Required action 1 –
Copy the part of the thread starting with "Hi Roxy and" and going on through "impossible I know.".
Required action 2 –
Answer these questions from the thread.
(a) On what day is the blood test that clogs mentions?
(b) What did clogs buy instead of testing early?
(c) On what day are artist_mum and doddyclaire both due to test?

-- Text follows --

# OTD ON SEPT 11TH AND TODAY BROWN BLOOD



## clogs (Feb 26, 2009)

Hi Ladies


I hope you are all a bit more sane than me on your 2ww.



I have my blood test on Tuesday and this morning there was some brown blood (gross sorry to be so vile) I also have period pains. Should I just put myself out of my misery and test I have never done this early before? As this is my last go I think I just want to know, feeling like an emotional wreck.


I have been really good until the last few days but now the enormity of yet another negative result is on me and seems inevitable I am in a heap. 


Love Cxx


----------



## artist_mum (Jun 19, 2012)

hi C

Don't know what to advise you but wanted to respond. I am due to test on Monday so am at similar stage to you.

They do say that bleeds can be for any kind of reason and that they don't necessarily mean AF but I know that during this 2ww it is sooooo hard that I can understand how you feel.  I think I would still leave it til the Tuesday.  Perhaps do a pee stick on Tuesday (unless blood results are instantaneous).  If you do test now, you still won't really know if it's accurate so it's just going to give you that uncertainty still.

Can you find something to distract yourself? (silly question i know).  But i mean really try to find a treat or something you like to do and just go and spoil yourself with it.  

Ohh it is so hard, my thoughts are with you and I'm sending you     to get through this and to get where you want to be

Roxy xx


----------



## doddyclaire (Oct 4, 2010)

Hi Clogs

I'm also due to test Monday, have been having brown spotting since Tues, convinced myself its all over, waited for full flow, which so far   hasn't materialised.
This is also my last go, and both previous times I have bled 5 days before OTD - its so hard to believe this could be anything other than AF, but I am clinging desperately to the hope that it could work.
Save yourself the misery, DO NOT test early, all you will do is work yourself up into a mess, try to hang on til Tues, and I   for us all its a good result
XXX


----------



## clogs (Feb 26, 2009)

Hi Roxy and Doddy


Thanks so much at least you have pulled me out of the morose mood. I have resisted testing and bought myself some make up instead. I am wishing you both the best for Monday. It is bloody torture the lasts few days. To be honest I feel like a massive glass of wine and a cigarette both impossible I know.
Doddy I will be thinking of you too and hope that we both get a result on our last go. I really hope so.


Love Cxxx


----------



## artist_mum (Jun 19, 2012)

well done C!

I know how it is... sometimes feels all over, other times OK and managing..... dunno where we would be without ff to fall back on.

So hope the weekend passes quickly and calmly for you and same for Doddy -   for you both

Roxy xx


----------



## clogs (Feb 26, 2009)

-- Text concluded --
-- Supplied records follows --

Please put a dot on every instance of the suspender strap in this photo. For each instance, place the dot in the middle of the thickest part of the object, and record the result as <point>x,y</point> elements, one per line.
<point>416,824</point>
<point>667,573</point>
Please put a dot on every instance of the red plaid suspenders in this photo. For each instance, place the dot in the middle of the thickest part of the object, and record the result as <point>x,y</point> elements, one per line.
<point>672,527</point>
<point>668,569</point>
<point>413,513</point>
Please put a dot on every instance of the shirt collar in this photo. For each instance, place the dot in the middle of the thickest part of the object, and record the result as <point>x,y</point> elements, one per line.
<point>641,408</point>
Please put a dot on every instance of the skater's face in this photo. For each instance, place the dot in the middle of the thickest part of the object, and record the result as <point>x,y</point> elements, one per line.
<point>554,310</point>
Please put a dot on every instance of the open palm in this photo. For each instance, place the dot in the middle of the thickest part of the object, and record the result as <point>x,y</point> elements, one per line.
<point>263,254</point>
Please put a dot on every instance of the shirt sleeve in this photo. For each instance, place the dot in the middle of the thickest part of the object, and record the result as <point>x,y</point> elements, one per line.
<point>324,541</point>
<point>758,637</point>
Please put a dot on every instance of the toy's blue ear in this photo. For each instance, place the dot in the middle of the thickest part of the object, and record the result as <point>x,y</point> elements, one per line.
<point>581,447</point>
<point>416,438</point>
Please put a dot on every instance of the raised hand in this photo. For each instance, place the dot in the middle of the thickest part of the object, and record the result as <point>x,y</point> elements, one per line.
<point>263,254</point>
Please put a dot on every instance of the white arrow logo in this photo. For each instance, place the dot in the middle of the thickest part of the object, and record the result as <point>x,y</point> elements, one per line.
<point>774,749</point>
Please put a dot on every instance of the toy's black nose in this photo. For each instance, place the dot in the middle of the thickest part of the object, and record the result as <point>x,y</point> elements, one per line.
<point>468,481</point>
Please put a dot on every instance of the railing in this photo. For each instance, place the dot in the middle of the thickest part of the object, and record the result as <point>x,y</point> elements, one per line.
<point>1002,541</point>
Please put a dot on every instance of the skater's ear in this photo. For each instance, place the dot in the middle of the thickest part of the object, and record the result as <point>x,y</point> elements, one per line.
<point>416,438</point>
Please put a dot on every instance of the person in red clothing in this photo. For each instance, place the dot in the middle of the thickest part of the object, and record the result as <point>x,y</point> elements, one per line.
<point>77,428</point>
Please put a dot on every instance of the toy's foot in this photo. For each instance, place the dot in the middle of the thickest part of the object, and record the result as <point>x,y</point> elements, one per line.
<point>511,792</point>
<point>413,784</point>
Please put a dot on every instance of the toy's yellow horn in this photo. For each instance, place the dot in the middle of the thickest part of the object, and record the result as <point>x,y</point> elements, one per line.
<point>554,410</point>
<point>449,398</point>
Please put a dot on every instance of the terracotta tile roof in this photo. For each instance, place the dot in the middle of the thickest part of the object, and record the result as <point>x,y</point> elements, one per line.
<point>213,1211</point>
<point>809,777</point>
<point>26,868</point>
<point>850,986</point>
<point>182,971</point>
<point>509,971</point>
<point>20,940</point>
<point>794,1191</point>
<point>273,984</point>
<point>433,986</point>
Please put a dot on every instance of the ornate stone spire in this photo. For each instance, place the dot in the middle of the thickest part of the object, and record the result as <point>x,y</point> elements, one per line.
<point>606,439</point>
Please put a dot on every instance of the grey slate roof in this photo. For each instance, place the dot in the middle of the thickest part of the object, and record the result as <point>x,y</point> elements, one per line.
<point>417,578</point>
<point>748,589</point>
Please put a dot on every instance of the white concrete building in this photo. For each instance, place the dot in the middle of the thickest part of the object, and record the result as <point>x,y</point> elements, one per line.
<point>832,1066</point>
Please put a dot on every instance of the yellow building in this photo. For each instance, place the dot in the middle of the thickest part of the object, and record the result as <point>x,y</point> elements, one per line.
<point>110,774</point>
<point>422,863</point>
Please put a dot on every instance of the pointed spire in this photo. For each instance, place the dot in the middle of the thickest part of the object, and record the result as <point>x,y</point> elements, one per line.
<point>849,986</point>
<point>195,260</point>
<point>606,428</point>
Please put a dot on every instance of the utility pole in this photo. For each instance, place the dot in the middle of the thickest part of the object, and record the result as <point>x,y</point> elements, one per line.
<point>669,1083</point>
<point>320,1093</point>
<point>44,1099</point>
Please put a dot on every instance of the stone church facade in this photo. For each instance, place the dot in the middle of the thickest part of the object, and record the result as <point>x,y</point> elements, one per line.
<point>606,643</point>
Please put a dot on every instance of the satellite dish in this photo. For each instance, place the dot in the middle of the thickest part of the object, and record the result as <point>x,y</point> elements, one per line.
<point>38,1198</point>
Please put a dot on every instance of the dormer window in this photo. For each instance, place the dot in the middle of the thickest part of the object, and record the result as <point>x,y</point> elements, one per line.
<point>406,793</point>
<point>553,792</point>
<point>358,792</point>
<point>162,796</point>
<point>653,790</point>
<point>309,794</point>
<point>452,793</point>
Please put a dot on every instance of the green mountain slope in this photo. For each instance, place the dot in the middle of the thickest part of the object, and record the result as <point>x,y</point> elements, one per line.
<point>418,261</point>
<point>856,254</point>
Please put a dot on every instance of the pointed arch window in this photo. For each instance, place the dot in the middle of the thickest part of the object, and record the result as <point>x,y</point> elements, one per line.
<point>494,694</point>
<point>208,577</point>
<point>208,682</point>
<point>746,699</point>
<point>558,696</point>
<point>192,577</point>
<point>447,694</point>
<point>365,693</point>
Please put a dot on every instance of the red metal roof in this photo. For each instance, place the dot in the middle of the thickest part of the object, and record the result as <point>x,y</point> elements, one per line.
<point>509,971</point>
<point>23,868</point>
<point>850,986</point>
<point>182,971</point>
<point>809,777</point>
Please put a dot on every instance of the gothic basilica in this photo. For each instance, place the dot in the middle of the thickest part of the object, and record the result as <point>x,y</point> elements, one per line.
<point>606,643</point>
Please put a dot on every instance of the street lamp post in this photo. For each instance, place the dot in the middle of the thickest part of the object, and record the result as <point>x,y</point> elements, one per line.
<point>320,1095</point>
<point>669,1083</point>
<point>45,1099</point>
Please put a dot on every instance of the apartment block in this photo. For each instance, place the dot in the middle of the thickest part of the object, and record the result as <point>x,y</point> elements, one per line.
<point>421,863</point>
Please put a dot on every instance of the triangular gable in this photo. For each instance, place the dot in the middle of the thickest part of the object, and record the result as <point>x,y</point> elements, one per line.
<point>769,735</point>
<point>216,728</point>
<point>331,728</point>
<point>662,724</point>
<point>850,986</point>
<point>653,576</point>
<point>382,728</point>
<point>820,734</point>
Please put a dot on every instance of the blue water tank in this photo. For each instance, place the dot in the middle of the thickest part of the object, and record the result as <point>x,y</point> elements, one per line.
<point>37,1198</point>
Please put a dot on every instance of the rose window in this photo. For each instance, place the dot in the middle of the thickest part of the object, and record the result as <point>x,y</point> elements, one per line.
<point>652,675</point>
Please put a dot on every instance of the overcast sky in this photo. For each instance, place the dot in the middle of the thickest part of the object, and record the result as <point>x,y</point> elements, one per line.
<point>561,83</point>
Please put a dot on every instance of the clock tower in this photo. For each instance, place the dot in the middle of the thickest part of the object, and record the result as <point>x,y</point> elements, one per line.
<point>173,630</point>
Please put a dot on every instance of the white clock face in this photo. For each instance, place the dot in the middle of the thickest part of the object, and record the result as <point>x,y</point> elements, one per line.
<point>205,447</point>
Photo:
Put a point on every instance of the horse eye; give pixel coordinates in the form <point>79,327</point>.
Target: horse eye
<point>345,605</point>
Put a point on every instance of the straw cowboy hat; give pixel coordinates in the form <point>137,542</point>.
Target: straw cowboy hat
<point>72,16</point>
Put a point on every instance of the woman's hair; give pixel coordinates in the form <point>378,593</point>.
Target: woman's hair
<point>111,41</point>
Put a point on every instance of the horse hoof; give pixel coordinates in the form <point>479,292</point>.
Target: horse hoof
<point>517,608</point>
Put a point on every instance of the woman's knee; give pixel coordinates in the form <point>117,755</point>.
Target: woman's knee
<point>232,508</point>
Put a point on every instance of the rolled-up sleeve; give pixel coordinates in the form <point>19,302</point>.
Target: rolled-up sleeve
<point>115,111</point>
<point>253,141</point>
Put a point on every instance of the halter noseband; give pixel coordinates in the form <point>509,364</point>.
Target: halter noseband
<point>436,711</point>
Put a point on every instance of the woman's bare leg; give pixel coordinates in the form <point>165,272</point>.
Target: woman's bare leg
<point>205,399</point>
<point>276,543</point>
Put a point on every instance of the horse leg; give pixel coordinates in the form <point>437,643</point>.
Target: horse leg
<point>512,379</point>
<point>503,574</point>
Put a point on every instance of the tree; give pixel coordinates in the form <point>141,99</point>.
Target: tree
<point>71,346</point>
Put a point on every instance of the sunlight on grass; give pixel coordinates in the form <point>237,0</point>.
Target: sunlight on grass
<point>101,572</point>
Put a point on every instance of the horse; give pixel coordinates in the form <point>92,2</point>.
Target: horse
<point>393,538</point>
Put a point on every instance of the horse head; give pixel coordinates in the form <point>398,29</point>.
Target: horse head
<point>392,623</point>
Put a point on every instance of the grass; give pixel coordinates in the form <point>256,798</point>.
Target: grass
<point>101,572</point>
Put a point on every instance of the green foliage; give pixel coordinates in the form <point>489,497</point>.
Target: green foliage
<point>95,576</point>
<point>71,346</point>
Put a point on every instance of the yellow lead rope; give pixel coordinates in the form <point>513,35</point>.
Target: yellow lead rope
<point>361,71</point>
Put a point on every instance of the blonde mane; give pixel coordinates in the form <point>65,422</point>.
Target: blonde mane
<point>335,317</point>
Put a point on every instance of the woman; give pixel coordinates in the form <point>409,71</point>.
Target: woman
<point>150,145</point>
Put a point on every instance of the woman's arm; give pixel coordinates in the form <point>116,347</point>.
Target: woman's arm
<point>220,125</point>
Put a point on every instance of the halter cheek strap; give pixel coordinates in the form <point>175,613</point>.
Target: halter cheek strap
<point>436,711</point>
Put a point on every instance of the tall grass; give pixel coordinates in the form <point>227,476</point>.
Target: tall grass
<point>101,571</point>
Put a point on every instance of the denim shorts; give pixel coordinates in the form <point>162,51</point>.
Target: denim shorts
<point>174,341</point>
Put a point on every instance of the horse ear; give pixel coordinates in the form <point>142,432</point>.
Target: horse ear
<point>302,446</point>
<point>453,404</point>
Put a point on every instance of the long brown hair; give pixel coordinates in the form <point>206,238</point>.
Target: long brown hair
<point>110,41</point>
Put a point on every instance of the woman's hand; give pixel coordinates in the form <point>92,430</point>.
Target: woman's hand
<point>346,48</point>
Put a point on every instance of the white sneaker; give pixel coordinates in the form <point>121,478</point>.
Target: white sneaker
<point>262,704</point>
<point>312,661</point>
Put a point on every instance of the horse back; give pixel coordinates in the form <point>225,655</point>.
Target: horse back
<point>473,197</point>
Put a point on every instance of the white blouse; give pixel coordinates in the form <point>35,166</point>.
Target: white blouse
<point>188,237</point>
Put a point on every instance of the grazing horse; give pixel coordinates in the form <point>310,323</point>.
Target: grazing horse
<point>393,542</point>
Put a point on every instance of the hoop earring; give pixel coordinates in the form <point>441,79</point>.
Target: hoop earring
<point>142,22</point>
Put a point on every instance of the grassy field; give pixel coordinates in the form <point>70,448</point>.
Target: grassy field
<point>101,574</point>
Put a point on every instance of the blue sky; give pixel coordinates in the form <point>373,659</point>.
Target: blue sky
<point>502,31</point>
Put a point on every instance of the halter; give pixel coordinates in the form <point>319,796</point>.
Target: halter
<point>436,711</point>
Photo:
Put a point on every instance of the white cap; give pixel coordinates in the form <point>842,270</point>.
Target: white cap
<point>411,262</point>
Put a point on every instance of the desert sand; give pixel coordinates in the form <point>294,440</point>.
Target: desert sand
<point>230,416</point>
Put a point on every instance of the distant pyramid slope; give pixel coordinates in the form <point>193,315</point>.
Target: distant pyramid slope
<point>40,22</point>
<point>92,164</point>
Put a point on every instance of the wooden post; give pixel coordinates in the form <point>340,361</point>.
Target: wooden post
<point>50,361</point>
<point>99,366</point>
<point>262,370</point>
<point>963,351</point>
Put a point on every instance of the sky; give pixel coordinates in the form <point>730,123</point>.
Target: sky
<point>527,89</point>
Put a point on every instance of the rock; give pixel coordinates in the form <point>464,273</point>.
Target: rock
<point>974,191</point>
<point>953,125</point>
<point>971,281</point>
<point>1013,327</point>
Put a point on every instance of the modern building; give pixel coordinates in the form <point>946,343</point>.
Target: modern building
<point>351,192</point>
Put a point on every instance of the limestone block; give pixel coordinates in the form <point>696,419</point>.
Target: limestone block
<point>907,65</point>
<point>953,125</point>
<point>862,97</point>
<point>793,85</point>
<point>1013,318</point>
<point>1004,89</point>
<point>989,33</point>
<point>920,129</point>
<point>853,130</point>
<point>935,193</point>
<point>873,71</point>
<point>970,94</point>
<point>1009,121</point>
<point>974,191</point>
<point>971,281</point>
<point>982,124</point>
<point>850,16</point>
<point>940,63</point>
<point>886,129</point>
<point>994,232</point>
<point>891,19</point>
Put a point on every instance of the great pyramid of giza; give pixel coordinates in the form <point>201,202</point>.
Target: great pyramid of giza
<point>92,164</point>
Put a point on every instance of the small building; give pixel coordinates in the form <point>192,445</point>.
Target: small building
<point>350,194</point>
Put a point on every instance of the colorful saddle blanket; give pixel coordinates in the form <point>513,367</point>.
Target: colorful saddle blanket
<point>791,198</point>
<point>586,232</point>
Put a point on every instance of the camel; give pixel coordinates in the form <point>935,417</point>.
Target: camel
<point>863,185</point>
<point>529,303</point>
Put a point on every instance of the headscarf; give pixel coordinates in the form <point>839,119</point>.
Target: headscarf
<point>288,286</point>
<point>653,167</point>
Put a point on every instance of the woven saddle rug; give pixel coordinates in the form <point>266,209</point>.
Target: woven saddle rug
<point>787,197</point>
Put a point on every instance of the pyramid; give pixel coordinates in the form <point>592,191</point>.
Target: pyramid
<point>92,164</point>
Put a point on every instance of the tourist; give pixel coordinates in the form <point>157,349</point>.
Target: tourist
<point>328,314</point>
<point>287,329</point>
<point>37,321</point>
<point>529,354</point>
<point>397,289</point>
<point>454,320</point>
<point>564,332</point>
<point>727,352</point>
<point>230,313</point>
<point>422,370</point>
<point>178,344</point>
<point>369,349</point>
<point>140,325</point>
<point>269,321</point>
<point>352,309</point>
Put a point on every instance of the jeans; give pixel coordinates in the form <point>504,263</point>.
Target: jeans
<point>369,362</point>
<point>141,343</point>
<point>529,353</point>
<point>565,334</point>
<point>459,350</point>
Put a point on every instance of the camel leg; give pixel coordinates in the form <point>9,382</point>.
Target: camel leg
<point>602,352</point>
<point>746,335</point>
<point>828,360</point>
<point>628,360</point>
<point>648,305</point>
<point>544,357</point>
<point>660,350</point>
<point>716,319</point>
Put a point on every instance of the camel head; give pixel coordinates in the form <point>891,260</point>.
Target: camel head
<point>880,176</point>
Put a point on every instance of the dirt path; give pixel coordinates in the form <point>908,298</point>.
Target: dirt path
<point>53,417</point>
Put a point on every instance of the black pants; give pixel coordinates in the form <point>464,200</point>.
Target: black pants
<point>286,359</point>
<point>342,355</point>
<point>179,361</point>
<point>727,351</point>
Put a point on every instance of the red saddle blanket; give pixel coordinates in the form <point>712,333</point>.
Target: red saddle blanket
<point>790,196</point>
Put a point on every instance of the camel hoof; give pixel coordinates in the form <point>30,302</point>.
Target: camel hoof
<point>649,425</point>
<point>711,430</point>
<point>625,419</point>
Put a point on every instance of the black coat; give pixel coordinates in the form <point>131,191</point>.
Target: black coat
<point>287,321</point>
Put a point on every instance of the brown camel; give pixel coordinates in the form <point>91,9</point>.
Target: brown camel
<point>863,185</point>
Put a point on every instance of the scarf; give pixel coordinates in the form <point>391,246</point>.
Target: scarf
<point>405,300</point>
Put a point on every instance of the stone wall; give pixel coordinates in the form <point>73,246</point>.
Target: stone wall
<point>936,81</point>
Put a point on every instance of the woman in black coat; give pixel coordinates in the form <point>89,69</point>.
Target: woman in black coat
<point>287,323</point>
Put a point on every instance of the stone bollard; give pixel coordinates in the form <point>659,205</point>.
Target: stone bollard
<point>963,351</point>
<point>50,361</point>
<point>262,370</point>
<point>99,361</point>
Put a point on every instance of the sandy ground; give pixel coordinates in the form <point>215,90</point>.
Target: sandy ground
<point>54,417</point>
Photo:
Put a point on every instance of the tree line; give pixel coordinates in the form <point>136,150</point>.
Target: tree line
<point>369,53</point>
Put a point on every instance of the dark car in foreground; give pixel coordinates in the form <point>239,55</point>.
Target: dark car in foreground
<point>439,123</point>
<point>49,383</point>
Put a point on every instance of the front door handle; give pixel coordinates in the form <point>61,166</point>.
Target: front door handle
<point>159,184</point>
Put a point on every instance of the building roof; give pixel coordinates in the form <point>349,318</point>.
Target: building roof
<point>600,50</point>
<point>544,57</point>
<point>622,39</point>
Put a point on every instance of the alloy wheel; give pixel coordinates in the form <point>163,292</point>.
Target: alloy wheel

-- Supplied records concluded --

Answer area 1 –
Hi Roxy and Doddy


Thanks so much at least you have pulled me out of the morose mood. I have resisted testing and bought myself some make up instead. I am wishing you both the best for Monday. It is bloody torture the lasts few days. To be honest I feel like a massive glass of wine and a cigarette both impossible I know.

Answer area 2 –
(a) Tuesday
(b) Make up
(c) Monday